• [Supplied passage]:
╭──

4. The Book of Enoch is divided into five subsections
This text is divided into five sections: Watchers, Parables, Astronomy, Dream Visions, and Epistles from Enoch. That’s a whole lot of reading! No wonder people thought old Enoch didn’t write it alone. Dude must’ve been pounding coffee to churn all that out.
- The Book of the Watchers: This section narrates the story of the Watchers, a group of angels who descended to Earth and cohabited with human women, resulting in the birth of the Nephilim, giants who terrorized the world. This section also describes Enoch’s journey to heaven and his revelation of the Great Judgement, which will destroy the Nephilim and establish a new era of righteousness.
- The Book of Parables: This section contains a series of parables and prophecies attributed to Enoch. These writings address themes of judgment, salvation, and the messianic age.
- The Astronomical Book: This section provides a detailed description of the constellations, the movements of the heavenly bodies, and the solar calendar.

╰──

• [Supplied material]:
╭──

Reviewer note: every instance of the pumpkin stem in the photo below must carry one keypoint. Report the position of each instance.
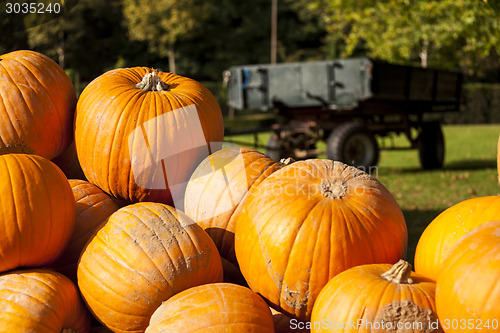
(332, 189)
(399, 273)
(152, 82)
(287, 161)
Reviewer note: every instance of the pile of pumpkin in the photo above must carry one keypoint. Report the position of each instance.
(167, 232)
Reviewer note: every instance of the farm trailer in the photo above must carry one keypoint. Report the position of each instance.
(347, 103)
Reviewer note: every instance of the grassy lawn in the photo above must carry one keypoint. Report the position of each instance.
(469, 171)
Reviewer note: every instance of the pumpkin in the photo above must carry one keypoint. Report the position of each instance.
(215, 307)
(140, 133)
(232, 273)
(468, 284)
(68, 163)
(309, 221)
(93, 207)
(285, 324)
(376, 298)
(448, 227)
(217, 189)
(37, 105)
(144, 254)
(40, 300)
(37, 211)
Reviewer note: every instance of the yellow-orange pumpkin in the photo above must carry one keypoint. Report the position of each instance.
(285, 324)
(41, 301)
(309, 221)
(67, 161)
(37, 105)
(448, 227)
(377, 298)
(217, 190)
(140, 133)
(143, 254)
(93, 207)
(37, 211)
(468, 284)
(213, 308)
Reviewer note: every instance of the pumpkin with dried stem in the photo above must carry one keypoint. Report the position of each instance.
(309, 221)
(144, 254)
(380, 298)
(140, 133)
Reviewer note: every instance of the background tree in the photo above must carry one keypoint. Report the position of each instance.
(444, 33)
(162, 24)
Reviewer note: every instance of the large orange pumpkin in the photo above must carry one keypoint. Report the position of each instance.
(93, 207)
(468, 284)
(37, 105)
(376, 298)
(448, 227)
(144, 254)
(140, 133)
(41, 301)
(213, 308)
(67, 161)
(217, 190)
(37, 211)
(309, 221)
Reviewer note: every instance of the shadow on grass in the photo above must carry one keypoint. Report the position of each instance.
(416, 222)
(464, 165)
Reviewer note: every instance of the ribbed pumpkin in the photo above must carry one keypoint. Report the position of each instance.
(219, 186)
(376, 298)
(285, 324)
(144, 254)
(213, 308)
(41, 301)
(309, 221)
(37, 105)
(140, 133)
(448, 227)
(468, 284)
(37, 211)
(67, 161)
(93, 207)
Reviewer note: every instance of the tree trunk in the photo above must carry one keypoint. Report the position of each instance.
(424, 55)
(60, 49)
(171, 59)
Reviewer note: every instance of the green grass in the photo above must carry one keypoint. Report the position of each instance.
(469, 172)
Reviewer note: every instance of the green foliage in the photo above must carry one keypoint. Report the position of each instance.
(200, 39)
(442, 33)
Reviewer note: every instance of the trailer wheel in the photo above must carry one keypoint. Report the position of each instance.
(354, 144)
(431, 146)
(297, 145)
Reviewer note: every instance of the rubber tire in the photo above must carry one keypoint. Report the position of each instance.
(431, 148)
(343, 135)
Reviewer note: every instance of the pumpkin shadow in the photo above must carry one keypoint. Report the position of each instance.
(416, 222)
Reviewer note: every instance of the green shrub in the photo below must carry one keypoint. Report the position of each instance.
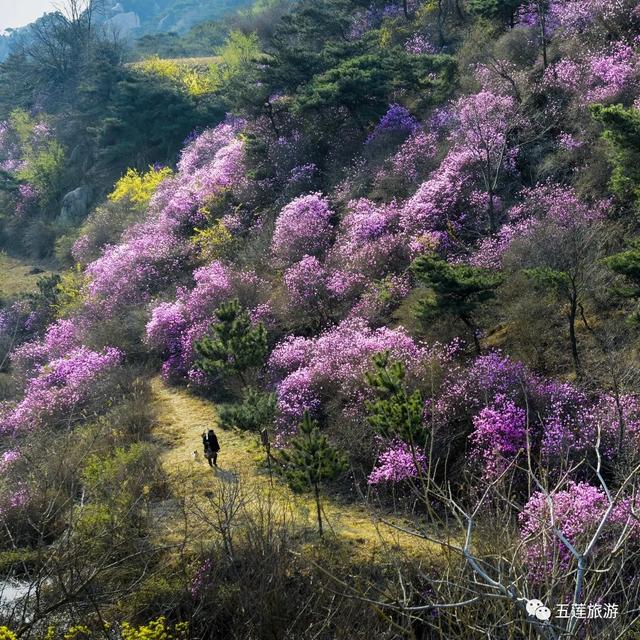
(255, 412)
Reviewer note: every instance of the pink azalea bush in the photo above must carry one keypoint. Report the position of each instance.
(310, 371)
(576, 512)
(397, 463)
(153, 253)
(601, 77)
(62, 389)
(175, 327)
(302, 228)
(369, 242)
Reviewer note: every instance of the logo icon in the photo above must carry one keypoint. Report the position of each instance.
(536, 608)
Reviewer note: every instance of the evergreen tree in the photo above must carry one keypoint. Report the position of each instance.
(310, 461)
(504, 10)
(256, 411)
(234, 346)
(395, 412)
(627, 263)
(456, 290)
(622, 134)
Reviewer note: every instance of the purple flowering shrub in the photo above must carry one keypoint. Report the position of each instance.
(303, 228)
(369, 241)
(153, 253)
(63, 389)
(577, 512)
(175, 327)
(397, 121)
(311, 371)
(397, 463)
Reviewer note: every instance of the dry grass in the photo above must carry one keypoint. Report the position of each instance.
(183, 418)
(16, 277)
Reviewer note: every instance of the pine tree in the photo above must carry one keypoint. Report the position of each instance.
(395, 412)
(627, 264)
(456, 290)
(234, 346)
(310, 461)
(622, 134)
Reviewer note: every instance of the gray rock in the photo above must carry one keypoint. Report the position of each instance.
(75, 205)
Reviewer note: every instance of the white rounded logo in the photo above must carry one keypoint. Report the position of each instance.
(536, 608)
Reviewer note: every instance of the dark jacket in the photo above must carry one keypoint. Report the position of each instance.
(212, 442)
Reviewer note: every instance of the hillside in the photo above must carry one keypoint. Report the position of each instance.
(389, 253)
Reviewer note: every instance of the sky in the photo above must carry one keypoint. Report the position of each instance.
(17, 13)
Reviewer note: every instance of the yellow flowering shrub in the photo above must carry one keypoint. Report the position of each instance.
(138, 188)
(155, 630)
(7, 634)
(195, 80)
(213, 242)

╰──

• [What you will do]:
• A. According to the passage on the Book of Enoch, what does the Astronomical Book describe?
• B. Could you change "keypoint" to "marker" in the entries running from the line that contains "Reviewer note: every instance of the sky" through the end of the entries, with both ends included, and return only those lines?

• [The responses]:
• A. The constellations, the movements of the heavenly bodies, and the solar calendar.

• B.
Reviewer note: every instance of the sky in the photo above must carry one marker. Report the position of each instance.
(17, 13)
Reviewer note: every instance of the yellow flowering shrub in the photo above must carry one marker. Report the position of each instance.
(138, 188)
(155, 630)
(7, 634)
(195, 80)
(213, 242)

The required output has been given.